Work instruction: Every single entry that follows must be copied exactly.
___ Input records ___
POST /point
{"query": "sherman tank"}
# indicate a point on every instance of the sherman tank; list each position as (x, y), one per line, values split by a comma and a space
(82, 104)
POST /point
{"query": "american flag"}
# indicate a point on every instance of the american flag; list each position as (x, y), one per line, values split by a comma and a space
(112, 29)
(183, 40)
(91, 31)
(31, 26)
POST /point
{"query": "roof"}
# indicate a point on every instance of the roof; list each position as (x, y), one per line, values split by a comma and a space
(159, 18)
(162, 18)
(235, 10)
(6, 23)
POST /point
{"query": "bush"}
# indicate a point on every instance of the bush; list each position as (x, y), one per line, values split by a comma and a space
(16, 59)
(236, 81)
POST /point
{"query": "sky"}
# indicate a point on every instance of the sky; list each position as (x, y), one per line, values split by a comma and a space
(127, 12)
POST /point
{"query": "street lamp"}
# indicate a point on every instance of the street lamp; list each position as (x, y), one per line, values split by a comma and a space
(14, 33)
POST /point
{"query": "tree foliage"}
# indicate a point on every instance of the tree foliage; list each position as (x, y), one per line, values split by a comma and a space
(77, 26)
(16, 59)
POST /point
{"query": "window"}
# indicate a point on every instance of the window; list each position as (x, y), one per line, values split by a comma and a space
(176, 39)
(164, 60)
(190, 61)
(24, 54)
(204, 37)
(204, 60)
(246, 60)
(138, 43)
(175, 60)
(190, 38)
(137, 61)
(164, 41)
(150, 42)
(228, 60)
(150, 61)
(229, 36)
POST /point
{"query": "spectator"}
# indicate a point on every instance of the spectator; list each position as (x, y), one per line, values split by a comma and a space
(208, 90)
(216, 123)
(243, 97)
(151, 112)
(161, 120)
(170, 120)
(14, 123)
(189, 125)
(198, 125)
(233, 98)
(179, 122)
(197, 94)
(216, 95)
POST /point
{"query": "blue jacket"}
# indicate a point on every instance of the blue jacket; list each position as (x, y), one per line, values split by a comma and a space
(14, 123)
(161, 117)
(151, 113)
___
Solution:
POST /point
{"query": "sherman tank"}
# indicate a point on every instance of the sherman tank; list each position as (x, y), one per line, values split by a comma and a space
(82, 104)
POST /point
{"query": "american flag"}
# indicate a point on every instance of the american flag; list each position as (x, y), one per line, values split by a comma and a space
(112, 29)
(183, 40)
(91, 31)
(31, 26)
POST /point
{"query": "roof"}
# indicate a point on every instance of the roof; list each position as (x, y), one per line, values split by a comma and a space
(159, 18)
(162, 18)
(235, 10)
(6, 23)
POST /point
{"query": "bush"}
# indicate a point on every instance of the bush; list each position as (x, y), one per line, values split by a comma and a space
(16, 59)
(236, 81)
POST /point
{"query": "sky"}
# indicate a point on every instance of the sky; list each position as (x, y), one per line, values split by a comma and a space
(127, 12)
POST /point
{"query": "street lamp"}
# indicate a point on every instance of the street lamp; list each position as (x, y), one per line, values split by a comma and a space
(14, 33)
POST /point
{"query": "tree foliage"}
# indicate a point on every instance of the tree foliage; list each position as (x, y), one per line, values split by a comma and a space
(77, 26)
(16, 59)
POST /point
{"query": "window"}
# indicate a point on every instance of the window; list each position as (x, y), one per line, values split by a comma and a space
(176, 39)
(164, 60)
(190, 61)
(24, 54)
(204, 37)
(204, 60)
(246, 60)
(138, 43)
(175, 60)
(190, 38)
(137, 61)
(164, 41)
(150, 42)
(228, 60)
(150, 61)
(229, 36)
POST /point
{"query": "spectator"}
# indicate a point on every instance of the spectator; list each position as (x, y), one per line, values split by a comma and a space
(208, 90)
(216, 123)
(243, 97)
(151, 112)
(161, 120)
(170, 120)
(14, 123)
(189, 125)
(198, 125)
(233, 98)
(179, 122)
(197, 94)
(216, 95)
POST /point
{"query": "blue jacket"}
# indicate a point on every instance of the blue jacket; list each position as (x, y), one per line, values split by a comma and a space
(14, 123)
(161, 117)
(151, 113)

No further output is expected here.